## Text passage
A third relatively recent documented phenomenon, especially important in the context of this discussion, is the effect of hyperglycemia per se on insulin secretion and, to a lesser extent, on insulin action, i.e., glucotoxicity (27). Regardless of the level of intrinsic insulin secretion, hyperglycemia will depress it further. Lowering the elevated glucose concentrations restores insulin secretion (and action) to its intrinsic level.
I have no quarrel with the argument that intensive insulin treatment early in the course of type 2 diabetes improves subsequent insulin secretion (28–30), no doubt by lowering glucose toxicity. However, more than half of these patients require pharmacological therapy within a year to maintain near euglycemia (30,31). It does not require insulin treatment to reduce glucose toxicity and improve insulin secretion. For instance, even in markedly symptomatic type 2 diabetic patients (on no other antidiabetes medications), maximal sulfonylurea agent therapy accomplished the same thing (32). These patients presented with plasma glucose concentrations >400 mg/dl, involuntary weight loss, ketosis (in some), and mild compensated acidosis (in a few). In the first 55 patients so treated, the fasting plasma glucose was 202 mg/dl after 1 week and 120 mg/dl after 4 months. The fasting glucose-to-insulin ratio rose significantly by threefold at 1 week, with a further (nonsignificant) 70% increase at 4 months. At that time, 6 patients remained on a maximal dose of glyburide, 29 were taking a submaximal dose, 11 were on diet therapy alone, 3 had been placed on insulin (metformin and glitazones were not available when this study was carried out), and 6 had been lost to follow-up. Since that time, our unit has treated >100 similar markedly symptomatic patients, with <10% requiring insulin.
There is a definite “cost” to both patient and provider with insulin therapy. For the patient, besides initially needing to learn how to use insulin and measure blood glucose, there is the ongoing lifestyle adjustments of balancing food intake and exercise with insulin dosing to avoid hypoglycemia and hyperglycemia. For the provider, besides the intensive initial education, contact with the patient is much more frequent in the beginning as the insulin doses are adjusted appropriately and ongoing education takes place. Compared with patients taking pills, subsequent contact with the patient after the initial insulin doses are stabilized should also remain more frequent, albeit not as much as in the first several weeks to months. Most of these recent-onset patients will eventually require decreasing doses of insulin as they are brought under control.

## Dataset extract
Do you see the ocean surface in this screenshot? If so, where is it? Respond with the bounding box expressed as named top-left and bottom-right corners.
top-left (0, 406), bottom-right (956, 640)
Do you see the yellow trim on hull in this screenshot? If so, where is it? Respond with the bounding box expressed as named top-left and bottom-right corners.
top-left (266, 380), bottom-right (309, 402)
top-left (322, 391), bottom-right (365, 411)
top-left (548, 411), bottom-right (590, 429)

## Action item A
In the text on glucose toxicity and insulin therapy, what was the fasting plasma glucose of the first 55 sulfonylurea-treated patients after 1 week?
## Action item B
Retype the text on glucose toxicity and insulin therapy between "A third relatively" and "its intrinsic level.", inclusive.

## Written reply A
202 mg/dl

## Written reply B
A third relatively recent documented phenomenon, especially important in the context of this discussion, is the effect of hyperglycemia per se on insulin secretion and, to a lesser extent, on insulin action, i.e., glucotoxicity (27). Regardless of the level of intrinsic insulin secretion, hyperglycemia will depress it further. Lowering the elevated glucose concentrations restores insulin secretion (and action) to its intrinsic level.